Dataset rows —
_ _ _ _ _ _ _

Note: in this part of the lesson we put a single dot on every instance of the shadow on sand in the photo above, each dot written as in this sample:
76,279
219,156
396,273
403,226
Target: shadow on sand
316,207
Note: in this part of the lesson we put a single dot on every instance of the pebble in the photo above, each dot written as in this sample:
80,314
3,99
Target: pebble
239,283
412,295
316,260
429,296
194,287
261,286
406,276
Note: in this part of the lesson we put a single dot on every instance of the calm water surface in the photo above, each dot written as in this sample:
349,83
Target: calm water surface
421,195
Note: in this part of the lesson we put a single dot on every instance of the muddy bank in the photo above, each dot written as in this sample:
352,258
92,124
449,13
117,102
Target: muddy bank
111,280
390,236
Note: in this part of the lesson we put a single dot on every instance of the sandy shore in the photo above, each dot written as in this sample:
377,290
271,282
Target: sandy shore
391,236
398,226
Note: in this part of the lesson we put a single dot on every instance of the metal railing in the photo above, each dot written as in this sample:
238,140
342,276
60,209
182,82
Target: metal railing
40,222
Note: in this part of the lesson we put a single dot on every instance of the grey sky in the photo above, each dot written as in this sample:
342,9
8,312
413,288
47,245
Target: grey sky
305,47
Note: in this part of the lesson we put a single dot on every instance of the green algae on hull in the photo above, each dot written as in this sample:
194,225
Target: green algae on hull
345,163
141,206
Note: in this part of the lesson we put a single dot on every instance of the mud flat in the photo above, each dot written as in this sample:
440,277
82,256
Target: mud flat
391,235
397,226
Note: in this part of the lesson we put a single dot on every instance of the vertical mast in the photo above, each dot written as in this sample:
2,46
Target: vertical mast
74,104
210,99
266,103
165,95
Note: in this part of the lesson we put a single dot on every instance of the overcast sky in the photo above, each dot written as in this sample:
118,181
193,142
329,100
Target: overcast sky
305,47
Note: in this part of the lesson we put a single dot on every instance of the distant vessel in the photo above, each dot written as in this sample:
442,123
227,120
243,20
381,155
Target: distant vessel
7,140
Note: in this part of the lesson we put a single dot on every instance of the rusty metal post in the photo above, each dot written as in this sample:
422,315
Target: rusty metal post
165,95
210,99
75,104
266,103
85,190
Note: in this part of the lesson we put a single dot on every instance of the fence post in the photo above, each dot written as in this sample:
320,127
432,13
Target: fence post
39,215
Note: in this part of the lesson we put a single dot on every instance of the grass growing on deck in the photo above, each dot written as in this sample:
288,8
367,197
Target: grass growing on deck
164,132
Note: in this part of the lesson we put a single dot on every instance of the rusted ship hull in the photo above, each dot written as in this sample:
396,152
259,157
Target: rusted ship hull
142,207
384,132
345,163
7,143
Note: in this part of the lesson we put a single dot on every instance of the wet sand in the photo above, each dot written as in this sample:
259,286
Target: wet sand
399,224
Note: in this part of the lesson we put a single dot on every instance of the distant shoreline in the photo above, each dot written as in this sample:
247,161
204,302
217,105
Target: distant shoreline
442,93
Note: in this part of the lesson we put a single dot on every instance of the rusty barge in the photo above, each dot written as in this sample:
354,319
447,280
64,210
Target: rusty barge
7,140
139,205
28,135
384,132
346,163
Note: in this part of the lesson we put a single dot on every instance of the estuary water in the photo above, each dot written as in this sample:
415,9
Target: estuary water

_ _ _ _ _ _ _

INSTRUCTION — Switch "a single dot" to "one mark" throughout all the rows above, and leave everything else the same.

RESPONSE TO THE TASK —
Note: in this part of the lesson we put one mark on every instance of the shadow on sand in the photo above, each dot written as in this sample:
76,279
219,156
396,273
403,226
Target: shadow on sand
316,207
Note: in this part of the lesson we put one mark on every instance of the pebble in the photo above, each dot written as in this sample:
80,314
3,99
Target: pebble
239,283
412,295
316,260
429,296
194,287
261,286
406,276
Note: in this part of the lesson we put one mark on every instance of the calm water surface in the photo above, each dot written as in this sample:
349,83
Target: calm water surface
421,195
Note: in this part of the lesson we put one mark on every instance of the muddy bank in the photo above, each dot written as in this sample:
352,258
92,124
449,13
117,102
Target: muddy bank
111,280
390,236
Note: in this part of the lesson we put one mark on every instance of the sandy shore in the photo above, each dot written as in this sample:
377,290
271,282
Target: sandy shore
391,236
398,226
Note: in this part of the lesson we put one mark on every instance of the metal railing in the photo above, each dot written as in this sample:
238,140
342,276
60,209
182,82
Target: metal railing
40,222
Note: in this part of the lesson we put one mark on every instance of the grey sky in the photo above, each dot written as in this sample:
342,9
8,312
413,288
47,245
Target: grey sky
305,47
Note: in this part of the lesson we put one mark on every instance of the green algae on hull in the photo above, each dot written as in this sample:
194,225
Target: green algae on hull
345,163
141,206
Note: in this part of the lesson we put one mark on every instance of the mud flat in the photo above, each dot written as in this sample:
440,277
82,256
Target: mud flat
391,235
397,226
Note: in this part of the lesson we put one mark on every instance of the vertical mast in the photo above, each dot written as in this sample:
2,46
Target: vertical mast
74,104
210,99
266,103
165,95
Note: in this part of the lesson we put one mark on every instance of the overcast sky in the photo above, each dot written as in this sample:
118,181
193,142
329,100
Target: overcast sky
305,47
Note: in this part of the lesson we put one mark on every instance of the distant vessel in the photo above, each dot written as in this sample:
442,123
227,120
243,20
381,155
Target: distant vessel
7,140
Note: in this part of the lesson we put one mark on every instance of the rusty metal post in the photo above, each dot written as in this sample:
422,315
Target: rusty metal post
165,95
210,99
75,104
266,103
85,190
Note: in this part of the lesson we put one mark on every instance of the fence post in the photo above, each dot written as in this sample:
320,127
432,13
Target: fence post
39,215
Note: in this part of the lesson we put one mark on every instance of the grass growing on deck in the photo above, each dot written as in this sample:
288,8
367,197
Target: grass growing on deck
164,132
Note: in this part of the lesson we put one mark on every instance of the rusted ship hull in the photo above, each dot written as in this sample:
396,152
259,157
Target: rusted ship hull
142,207
384,132
345,163
7,143
Note: in this part of the lesson we put one mark on every instance of the wet sand in the photo above, each dot written as in this sample:
259,286
Target: wet sand
399,224
Note: in this part of the lesson we put one mark on every instance of the distant shoreline in the photo above, each dot written as in this sample:
247,161
204,302
217,105
Target: distant shoreline
442,93
Note: in this part of the lesson we put one mark on every instance of the rusty barge in the photo above, each dot written as in this sample:
354,319
447,280
64,210
Target: rusty barge
7,140
139,205
28,135
384,132
346,163
Note: in this part of the lesson we put one mark on every instance of the estuary water in the photo above, each dot written as in this sample:
415,9
Target: estuary water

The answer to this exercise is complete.